- **Data items**
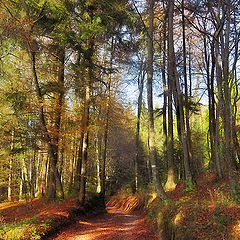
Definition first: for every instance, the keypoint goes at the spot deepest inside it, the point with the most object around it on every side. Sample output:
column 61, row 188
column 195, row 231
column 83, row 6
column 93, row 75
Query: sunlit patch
column 153, row 196
column 235, row 231
column 85, row 223
column 178, row 218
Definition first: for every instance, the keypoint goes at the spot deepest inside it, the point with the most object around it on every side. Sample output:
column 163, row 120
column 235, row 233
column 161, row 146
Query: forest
column 102, row 96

- **Exercise goal**
Down to the last line, set down the data above exactly, and omit all images.

- **Exercise answer**
Definition first: for every instance, the keypoint goes at the spot deepest inside it, the point with the most object around it on every side. Sample output:
column 61, row 188
column 195, row 231
column 83, row 6
column 93, row 75
Query: sunlit patch
column 153, row 196
column 235, row 231
column 85, row 223
column 178, row 218
Definition first: for every instance, the keypoint goes at the spot deepest inside it, the point with the most object around it on every side. Sample output:
column 163, row 120
column 235, row 233
column 161, row 146
Query: forest
column 102, row 96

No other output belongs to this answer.